• [WORK TASK]:
Extract all lines that hold "blue" from the records below.

• [DATA EXTRACTS]:
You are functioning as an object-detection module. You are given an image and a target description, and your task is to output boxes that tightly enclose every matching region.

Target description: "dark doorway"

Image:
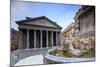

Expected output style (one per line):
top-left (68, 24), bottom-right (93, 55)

top-left (48, 31), bottom-right (52, 47)
top-left (42, 30), bottom-right (46, 48)
top-left (53, 31), bottom-right (56, 46)
top-left (36, 30), bottom-right (41, 48)
top-left (22, 29), bottom-right (27, 49)
top-left (29, 30), bottom-right (34, 48)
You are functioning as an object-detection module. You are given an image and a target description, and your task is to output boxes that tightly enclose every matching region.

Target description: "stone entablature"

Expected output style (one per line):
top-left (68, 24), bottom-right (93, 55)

top-left (18, 25), bottom-right (61, 32)
top-left (74, 6), bottom-right (94, 20)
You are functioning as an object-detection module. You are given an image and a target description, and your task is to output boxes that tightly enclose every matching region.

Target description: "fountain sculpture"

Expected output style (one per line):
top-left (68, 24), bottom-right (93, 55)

top-left (64, 38), bottom-right (86, 56)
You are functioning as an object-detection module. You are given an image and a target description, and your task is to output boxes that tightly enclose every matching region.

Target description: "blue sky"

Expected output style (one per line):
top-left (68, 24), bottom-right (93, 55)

top-left (11, 0), bottom-right (81, 31)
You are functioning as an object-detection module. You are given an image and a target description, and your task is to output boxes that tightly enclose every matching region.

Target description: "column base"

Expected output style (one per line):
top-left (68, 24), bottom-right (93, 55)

top-left (46, 47), bottom-right (49, 48)
top-left (40, 47), bottom-right (43, 49)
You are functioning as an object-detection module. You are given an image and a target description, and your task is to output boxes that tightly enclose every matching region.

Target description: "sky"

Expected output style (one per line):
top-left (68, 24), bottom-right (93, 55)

top-left (11, 0), bottom-right (81, 31)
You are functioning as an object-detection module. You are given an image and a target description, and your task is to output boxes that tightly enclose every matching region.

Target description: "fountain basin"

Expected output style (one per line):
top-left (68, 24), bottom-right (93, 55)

top-left (44, 47), bottom-right (95, 64)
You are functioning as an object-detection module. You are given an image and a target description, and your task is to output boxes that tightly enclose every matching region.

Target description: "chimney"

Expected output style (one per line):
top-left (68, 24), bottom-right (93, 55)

top-left (26, 17), bottom-right (32, 19)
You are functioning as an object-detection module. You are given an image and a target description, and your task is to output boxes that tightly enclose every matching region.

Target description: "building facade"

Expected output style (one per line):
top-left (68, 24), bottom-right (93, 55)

top-left (74, 6), bottom-right (95, 49)
top-left (16, 16), bottom-right (62, 50)
top-left (74, 6), bottom-right (95, 37)
top-left (63, 22), bottom-right (79, 40)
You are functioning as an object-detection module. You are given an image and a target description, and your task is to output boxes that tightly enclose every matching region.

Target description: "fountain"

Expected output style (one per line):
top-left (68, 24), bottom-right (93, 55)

top-left (64, 38), bottom-right (86, 56)
top-left (44, 37), bottom-right (95, 64)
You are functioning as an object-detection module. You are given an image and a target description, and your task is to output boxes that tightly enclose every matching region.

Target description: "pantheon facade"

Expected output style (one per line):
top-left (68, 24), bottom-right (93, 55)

top-left (16, 16), bottom-right (62, 49)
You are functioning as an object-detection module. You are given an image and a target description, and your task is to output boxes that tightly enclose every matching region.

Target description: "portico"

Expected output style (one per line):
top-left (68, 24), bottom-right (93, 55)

top-left (16, 16), bottom-right (62, 49)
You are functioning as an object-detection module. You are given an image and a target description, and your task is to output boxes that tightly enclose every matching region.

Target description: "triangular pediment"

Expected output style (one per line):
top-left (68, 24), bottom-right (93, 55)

top-left (16, 16), bottom-right (62, 29)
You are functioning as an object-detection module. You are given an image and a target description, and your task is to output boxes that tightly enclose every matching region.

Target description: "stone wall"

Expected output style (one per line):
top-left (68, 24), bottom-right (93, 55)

top-left (11, 28), bottom-right (19, 51)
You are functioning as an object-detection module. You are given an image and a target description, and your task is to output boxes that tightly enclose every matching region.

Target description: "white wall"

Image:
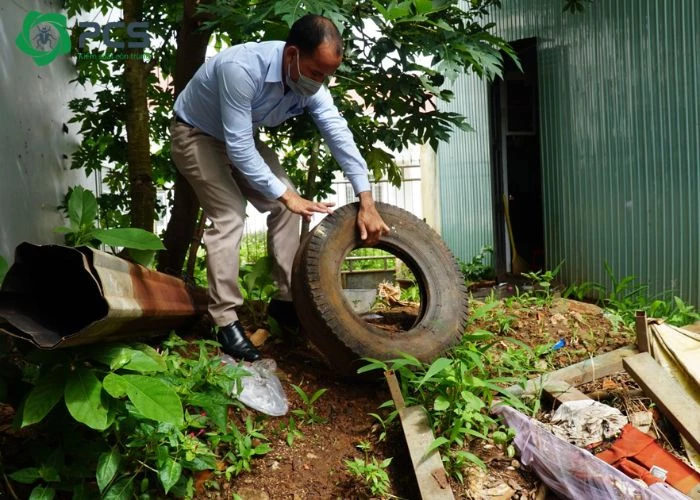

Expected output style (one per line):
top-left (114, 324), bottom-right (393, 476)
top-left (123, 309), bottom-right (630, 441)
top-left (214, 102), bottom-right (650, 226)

top-left (0, 0), bottom-right (95, 265)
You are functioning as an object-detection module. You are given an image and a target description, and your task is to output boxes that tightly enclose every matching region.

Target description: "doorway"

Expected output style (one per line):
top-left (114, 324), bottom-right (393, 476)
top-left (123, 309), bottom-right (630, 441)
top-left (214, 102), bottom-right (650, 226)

top-left (489, 38), bottom-right (544, 279)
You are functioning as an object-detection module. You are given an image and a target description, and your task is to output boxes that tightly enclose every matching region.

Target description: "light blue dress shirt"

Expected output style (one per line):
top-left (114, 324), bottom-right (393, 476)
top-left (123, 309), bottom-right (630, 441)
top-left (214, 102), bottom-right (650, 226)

top-left (174, 41), bottom-right (371, 200)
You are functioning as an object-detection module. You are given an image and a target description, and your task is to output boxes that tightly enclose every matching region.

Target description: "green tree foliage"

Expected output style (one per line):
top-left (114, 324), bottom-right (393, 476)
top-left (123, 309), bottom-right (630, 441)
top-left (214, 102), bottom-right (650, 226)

top-left (62, 0), bottom-right (579, 274)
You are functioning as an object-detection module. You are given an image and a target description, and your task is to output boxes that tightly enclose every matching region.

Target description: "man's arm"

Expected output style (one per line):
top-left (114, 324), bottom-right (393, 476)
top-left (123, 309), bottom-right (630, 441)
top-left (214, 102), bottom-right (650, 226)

top-left (307, 89), bottom-right (390, 244)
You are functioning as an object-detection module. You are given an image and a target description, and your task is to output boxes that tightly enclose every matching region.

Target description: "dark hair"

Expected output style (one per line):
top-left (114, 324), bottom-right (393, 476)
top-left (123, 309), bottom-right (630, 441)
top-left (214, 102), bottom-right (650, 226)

top-left (285, 14), bottom-right (343, 57)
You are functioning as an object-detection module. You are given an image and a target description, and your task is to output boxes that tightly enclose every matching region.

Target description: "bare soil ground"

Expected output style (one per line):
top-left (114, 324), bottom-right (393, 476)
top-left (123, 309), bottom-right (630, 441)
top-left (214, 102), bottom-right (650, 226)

top-left (208, 290), bottom-right (639, 499)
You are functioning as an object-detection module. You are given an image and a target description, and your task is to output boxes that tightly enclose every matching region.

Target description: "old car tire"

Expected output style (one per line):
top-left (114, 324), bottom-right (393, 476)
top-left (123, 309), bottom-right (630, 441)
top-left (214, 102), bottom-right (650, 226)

top-left (292, 202), bottom-right (469, 378)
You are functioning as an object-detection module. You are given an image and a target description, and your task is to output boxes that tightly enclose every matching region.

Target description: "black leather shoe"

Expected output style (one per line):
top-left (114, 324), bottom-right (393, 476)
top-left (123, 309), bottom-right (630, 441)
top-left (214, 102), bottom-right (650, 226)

top-left (268, 299), bottom-right (299, 330)
top-left (216, 321), bottom-right (261, 361)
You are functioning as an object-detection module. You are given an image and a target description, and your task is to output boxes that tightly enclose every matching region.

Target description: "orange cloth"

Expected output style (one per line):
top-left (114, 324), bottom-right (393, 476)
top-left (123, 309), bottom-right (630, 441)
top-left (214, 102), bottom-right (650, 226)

top-left (596, 424), bottom-right (700, 496)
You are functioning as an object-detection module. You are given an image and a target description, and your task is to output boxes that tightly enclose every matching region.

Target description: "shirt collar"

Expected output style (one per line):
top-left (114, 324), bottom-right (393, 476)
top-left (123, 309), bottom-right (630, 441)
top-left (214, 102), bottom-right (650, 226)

top-left (264, 42), bottom-right (285, 84)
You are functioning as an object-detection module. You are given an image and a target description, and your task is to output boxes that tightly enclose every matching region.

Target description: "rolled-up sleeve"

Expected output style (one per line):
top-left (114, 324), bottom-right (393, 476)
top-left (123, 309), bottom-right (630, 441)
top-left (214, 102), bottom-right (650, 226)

top-left (307, 88), bottom-right (371, 196)
top-left (218, 62), bottom-right (287, 199)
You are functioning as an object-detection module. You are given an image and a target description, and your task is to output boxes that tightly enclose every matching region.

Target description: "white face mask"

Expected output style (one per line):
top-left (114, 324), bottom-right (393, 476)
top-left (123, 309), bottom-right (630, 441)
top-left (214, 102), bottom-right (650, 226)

top-left (286, 51), bottom-right (322, 97)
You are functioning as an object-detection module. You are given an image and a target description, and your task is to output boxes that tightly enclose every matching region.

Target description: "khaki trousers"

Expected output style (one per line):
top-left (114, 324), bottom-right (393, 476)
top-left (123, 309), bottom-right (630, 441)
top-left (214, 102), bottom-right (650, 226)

top-left (170, 121), bottom-right (301, 327)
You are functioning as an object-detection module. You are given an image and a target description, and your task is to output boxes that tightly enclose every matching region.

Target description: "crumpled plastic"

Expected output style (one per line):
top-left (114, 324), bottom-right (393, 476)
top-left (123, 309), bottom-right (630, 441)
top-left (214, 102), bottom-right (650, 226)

top-left (492, 405), bottom-right (689, 500)
top-left (546, 399), bottom-right (628, 447)
top-left (220, 356), bottom-right (288, 416)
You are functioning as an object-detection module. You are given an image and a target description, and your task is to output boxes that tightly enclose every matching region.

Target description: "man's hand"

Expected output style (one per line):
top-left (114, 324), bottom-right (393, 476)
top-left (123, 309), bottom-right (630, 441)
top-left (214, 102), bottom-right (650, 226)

top-left (278, 189), bottom-right (335, 221)
top-left (357, 191), bottom-right (390, 246)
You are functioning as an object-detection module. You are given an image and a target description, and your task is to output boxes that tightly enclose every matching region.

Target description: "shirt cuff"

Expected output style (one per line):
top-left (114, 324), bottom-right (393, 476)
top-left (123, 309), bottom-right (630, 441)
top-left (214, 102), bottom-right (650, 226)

top-left (268, 177), bottom-right (288, 199)
top-left (348, 175), bottom-right (371, 197)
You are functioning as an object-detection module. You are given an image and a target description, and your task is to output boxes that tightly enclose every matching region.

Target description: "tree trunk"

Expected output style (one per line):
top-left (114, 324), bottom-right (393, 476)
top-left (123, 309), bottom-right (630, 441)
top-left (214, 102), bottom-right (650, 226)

top-left (123, 0), bottom-right (155, 231)
top-left (158, 0), bottom-right (215, 275)
top-left (300, 138), bottom-right (321, 240)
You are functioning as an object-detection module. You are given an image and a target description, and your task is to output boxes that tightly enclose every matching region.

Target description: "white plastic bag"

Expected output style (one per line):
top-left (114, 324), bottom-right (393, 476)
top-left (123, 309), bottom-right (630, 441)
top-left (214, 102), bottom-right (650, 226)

top-left (220, 356), bottom-right (288, 416)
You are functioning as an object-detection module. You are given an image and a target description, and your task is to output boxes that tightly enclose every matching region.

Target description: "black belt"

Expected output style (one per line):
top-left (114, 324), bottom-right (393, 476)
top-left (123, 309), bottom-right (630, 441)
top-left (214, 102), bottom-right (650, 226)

top-left (174, 114), bottom-right (193, 127)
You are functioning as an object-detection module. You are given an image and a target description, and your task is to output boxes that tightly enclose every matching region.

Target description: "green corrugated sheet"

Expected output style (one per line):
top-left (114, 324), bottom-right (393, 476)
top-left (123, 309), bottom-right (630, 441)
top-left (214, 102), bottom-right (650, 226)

top-left (439, 0), bottom-right (700, 308)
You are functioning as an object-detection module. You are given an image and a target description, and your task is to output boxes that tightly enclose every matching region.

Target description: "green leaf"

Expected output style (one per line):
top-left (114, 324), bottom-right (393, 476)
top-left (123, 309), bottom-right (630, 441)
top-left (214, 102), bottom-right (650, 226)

top-left (22, 368), bottom-right (67, 427)
top-left (417, 357), bottom-right (452, 387)
top-left (87, 344), bottom-right (166, 372)
top-left (93, 228), bottom-right (165, 250)
top-left (158, 458), bottom-right (182, 494)
top-left (425, 436), bottom-right (449, 455)
top-left (97, 449), bottom-right (121, 493)
top-left (112, 374), bottom-right (183, 425)
top-left (64, 367), bottom-right (110, 430)
top-left (103, 477), bottom-right (134, 500)
top-left (102, 373), bottom-right (128, 398)
top-left (68, 186), bottom-right (98, 230)
top-left (433, 395), bottom-right (450, 411)
top-left (29, 485), bottom-right (55, 500)
top-left (9, 467), bottom-right (41, 484)
top-left (126, 248), bottom-right (156, 267)
top-left (357, 358), bottom-right (388, 374)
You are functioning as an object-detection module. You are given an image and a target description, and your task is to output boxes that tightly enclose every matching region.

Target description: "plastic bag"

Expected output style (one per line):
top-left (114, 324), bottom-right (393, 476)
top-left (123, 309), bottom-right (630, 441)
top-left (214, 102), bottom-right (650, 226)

top-left (492, 405), bottom-right (689, 499)
top-left (547, 399), bottom-right (628, 447)
top-left (220, 356), bottom-right (288, 416)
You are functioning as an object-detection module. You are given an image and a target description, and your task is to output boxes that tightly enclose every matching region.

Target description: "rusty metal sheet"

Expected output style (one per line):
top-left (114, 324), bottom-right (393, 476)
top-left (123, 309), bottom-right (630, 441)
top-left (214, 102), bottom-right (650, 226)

top-left (0, 242), bottom-right (207, 348)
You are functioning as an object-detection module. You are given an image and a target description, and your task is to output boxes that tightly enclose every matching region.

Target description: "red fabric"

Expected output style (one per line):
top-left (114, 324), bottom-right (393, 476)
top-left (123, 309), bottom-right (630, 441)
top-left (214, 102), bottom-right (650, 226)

top-left (596, 424), bottom-right (700, 496)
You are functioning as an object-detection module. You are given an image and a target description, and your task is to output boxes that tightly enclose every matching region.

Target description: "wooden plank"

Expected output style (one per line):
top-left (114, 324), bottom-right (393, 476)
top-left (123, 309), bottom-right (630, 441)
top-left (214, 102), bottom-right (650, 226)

top-left (542, 380), bottom-right (590, 405)
top-left (624, 352), bottom-right (700, 454)
top-left (635, 310), bottom-right (649, 352)
top-left (385, 371), bottom-right (454, 500)
top-left (507, 345), bottom-right (638, 397)
top-left (399, 406), bottom-right (455, 500)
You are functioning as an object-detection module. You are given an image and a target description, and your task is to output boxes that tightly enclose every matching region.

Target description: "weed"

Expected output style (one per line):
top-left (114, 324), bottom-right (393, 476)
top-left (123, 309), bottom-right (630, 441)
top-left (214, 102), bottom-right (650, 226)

top-left (345, 446), bottom-right (393, 499)
top-left (359, 340), bottom-right (527, 478)
top-left (521, 261), bottom-right (563, 306)
top-left (238, 256), bottom-right (279, 329)
top-left (6, 334), bottom-right (267, 498)
top-left (399, 283), bottom-right (420, 303)
top-left (290, 385), bottom-right (328, 425)
top-left (280, 415), bottom-right (304, 446)
top-left (459, 245), bottom-right (495, 283)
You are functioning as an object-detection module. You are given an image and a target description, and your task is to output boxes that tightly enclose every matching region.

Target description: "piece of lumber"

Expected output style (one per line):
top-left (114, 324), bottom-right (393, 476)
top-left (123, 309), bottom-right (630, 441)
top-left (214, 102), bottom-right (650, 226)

top-left (385, 372), bottom-right (454, 500)
top-left (507, 345), bottom-right (638, 397)
top-left (542, 380), bottom-right (590, 405)
top-left (635, 310), bottom-right (649, 352)
top-left (623, 352), bottom-right (700, 454)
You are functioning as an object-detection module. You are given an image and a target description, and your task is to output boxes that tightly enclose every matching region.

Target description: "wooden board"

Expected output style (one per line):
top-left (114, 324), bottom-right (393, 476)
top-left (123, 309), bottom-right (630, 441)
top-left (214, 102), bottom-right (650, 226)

top-left (385, 371), bottom-right (454, 499)
top-left (542, 380), bottom-right (590, 405)
top-left (507, 345), bottom-right (638, 397)
top-left (624, 352), bottom-right (700, 454)
top-left (399, 406), bottom-right (455, 500)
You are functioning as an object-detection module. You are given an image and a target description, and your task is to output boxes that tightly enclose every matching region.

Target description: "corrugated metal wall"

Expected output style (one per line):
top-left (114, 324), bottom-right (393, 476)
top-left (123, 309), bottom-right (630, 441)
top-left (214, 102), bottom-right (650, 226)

top-left (439, 0), bottom-right (700, 308)
top-left (439, 74), bottom-right (492, 261)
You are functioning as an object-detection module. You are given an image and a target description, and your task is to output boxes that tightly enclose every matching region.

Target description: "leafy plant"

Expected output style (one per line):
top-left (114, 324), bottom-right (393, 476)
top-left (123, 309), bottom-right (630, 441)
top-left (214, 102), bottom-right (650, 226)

top-left (399, 283), bottom-right (420, 303)
top-left (290, 385), bottom-right (328, 425)
top-left (56, 186), bottom-right (164, 267)
top-left (8, 334), bottom-right (263, 498)
top-left (359, 336), bottom-right (527, 480)
top-left (238, 256), bottom-right (280, 329)
top-left (280, 415), bottom-right (304, 446)
top-left (345, 441), bottom-right (393, 500)
top-left (459, 245), bottom-right (495, 283)
top-left (220, 417), bottom-right (272, 477)
top-left (521, 261), bottom-right (563, 306)
top-left (599, 262), bottom-right (700, 326)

• [WRITTEN SOLUTION]:
Target description: "blue sky"
Target description: "light blue dress shirt"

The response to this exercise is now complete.